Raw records
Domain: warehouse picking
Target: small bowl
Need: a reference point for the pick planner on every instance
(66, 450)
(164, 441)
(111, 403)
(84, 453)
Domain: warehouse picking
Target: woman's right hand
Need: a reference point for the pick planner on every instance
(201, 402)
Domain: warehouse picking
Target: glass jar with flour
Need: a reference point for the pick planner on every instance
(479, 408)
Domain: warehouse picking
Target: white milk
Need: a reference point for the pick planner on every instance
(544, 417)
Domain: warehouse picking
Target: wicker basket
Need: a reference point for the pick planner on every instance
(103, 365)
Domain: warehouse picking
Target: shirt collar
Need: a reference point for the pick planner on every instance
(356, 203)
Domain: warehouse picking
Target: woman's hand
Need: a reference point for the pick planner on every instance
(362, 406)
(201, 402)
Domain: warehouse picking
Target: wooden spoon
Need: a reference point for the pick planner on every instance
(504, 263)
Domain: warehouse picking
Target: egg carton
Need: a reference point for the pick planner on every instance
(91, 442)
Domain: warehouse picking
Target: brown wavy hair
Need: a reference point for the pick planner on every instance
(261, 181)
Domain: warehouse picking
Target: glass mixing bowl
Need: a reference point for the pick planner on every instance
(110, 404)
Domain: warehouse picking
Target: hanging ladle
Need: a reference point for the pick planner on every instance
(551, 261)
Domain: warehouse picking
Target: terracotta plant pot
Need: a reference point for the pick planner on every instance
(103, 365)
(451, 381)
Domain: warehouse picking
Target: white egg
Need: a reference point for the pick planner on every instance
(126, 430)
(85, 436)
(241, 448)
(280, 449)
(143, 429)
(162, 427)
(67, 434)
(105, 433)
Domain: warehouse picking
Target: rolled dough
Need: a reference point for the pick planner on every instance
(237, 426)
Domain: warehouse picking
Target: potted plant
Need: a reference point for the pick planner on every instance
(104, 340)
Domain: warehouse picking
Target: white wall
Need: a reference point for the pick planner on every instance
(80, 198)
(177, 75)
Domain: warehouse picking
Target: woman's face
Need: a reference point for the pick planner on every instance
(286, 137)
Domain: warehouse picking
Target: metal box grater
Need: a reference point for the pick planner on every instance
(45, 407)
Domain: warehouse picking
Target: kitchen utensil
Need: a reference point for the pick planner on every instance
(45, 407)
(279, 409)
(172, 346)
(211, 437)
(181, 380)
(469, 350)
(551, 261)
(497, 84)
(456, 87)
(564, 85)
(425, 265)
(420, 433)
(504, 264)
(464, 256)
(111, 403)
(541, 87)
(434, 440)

*Exercise brief*.
From the first line to the last, retype the data exactly.

*Problem solution*.
Domain: warehouse picking
Target: small bowl
Need: a reference point for the pick planner on every instance
(66, 450)
(164, 441)
(111, 403)
(84, 453)
Domain: warehouse picking
Target: woman's right hand
Need: a reference point for the pick planner on every instance
(201, 402)
Domain: warehouse picking
Target: glass jar with flour
Need: a reference point for the pick planner on every instance
(479, 408)
Domain: warehouse picking
Target: white milk
Need: a reference point for the pick planner on every instance
(544, 417)
Domain: warehouse picking
Target: wicker basket
Need: a reference point for the pick planner on every instance
(103, 365)
Domain: warehouse picking
Target: shirt collar
Need: a reference point for the pick planner on every instance
(356, 203)
Domain: warehouse picking
Target: woman's hand
Need: a reference point for the pick planner on every instance
(362, 406)
(201, 402)
Domain: warehouse picking
Target: wooden spoon
Need: a reference point for the pick planner on every instance
(504, 263)
Domain: warehouse picking
Target: egg carton
Need: a reference point for the pick planner on every instance
(91, 442)
Domain: warehouse picking
Target: brown wavy hair
Need: a reference point for the pick planner on every instance
(261, 181)
Domain: warehouse picking
Target: glass mixing bowl
Need: a reference point for the pick planner on every instance
(110, 404)
Domain: warehouse picking
Target: hanging ladle
Need: a reference point for the pick planner on every instance
(551, 261)
Domain: warehouse picking
Target: terracotta plant pot
Need: a reference point for the pick planner on every instance
(103, 365)
(451, 381)
Domain: warehouse picking
Target: white egg
Need: a reference point for the pick planner on every instance
(126, 430)
(85, 436)
(241, 448)
(280, 449)
(143, 429)
(162, 427)
(67, 434)
(105, 433)
Domain: warehouse picking
Target: rolled dough
Need: a reference point for the pick planner on every instance
(237, 426)
Domain: warehouse picking
Target: potted plant
Need: a reference point for the pick planner on every instance
(104, 340)
Domain: warehouse picking
Target: white wall
Need: a reference point for the pick planner on every instance
(80, 198)
(177, 75)
Domain: warehouse picking
Target: woman's face
Need: a reference point for the pick planner on every instance
(286, 137)
Domain: warehouse picking
Target: metal box grater
Need: a reference point for the pick planner on every instance
(45, 407)
Domain: warehouse picking
Target: kitchen utensil
Need: a reference point for the pick planner on every instance
(45, 407)
(279, 409)
(172, 346)
(211, 437)
(181, 380)
(469, 350)
(551, 261)
(497, 84)
(456, 87)
(564, 85)
(425, 265)
(420, 433)
(504, 264)
(464, 256)
(111, 403)
(541, 87)
(434, 440)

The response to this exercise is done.